■ SOURCE DATA

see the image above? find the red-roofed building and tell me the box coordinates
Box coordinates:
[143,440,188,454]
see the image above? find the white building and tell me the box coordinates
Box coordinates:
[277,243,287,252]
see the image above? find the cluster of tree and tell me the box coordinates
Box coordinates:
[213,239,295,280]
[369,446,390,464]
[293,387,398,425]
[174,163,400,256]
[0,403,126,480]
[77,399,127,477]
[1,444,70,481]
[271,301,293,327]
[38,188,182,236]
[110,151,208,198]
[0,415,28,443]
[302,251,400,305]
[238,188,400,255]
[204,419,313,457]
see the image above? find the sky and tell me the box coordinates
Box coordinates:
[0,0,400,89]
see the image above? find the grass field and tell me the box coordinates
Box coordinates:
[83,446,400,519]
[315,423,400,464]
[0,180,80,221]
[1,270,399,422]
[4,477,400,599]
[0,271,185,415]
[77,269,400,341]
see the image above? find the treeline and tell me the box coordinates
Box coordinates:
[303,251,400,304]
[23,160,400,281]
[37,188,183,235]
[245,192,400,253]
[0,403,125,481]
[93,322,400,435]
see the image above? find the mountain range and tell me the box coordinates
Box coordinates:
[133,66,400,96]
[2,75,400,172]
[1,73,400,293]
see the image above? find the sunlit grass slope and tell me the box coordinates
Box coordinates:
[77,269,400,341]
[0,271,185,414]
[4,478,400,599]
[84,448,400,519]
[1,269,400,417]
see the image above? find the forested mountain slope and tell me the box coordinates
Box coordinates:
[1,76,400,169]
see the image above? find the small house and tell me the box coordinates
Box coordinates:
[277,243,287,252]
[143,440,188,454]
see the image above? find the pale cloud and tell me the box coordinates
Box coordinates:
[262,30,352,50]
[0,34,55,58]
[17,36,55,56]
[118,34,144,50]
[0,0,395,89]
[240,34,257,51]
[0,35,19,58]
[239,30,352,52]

==

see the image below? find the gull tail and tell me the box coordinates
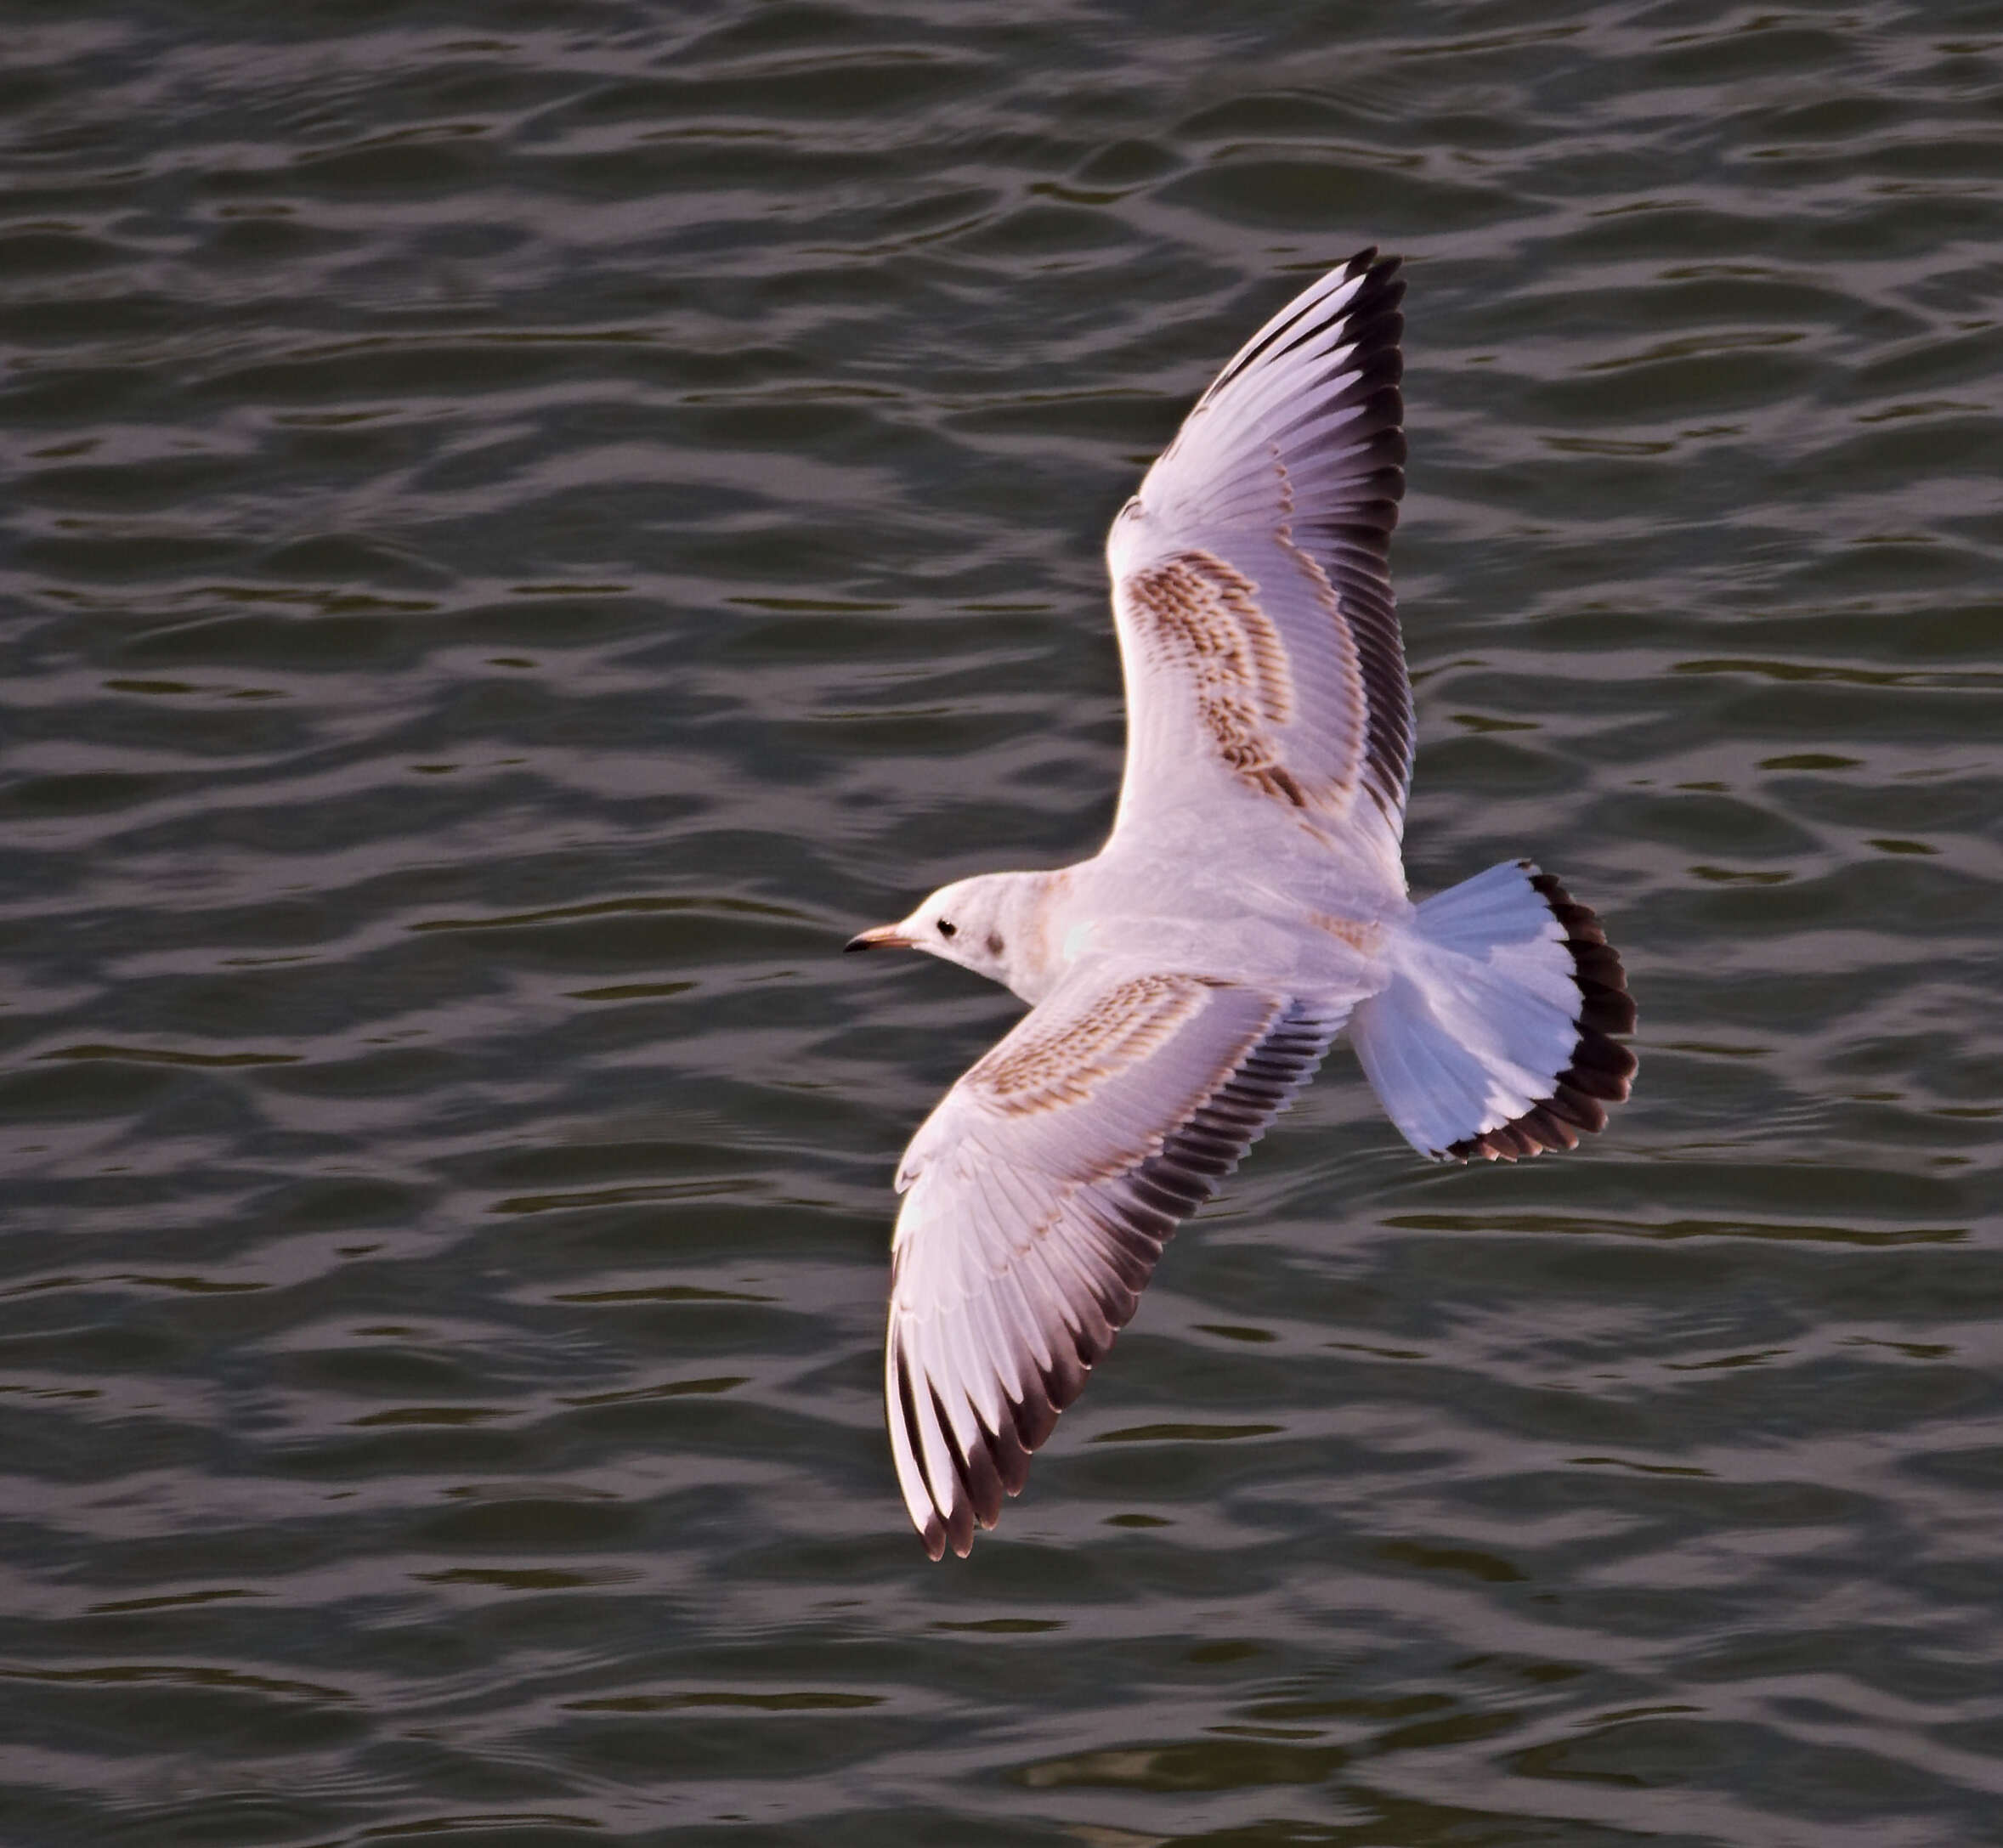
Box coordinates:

■ WHAT THIS TASK INVOLVES
Among the records, find each line where the word "building" occurs, and copy it.

■ YOUR RESPONSE
see the image above? find the red-roofed building and tell me the box coordinates
see the image above? find the white building and tell me the box coordinates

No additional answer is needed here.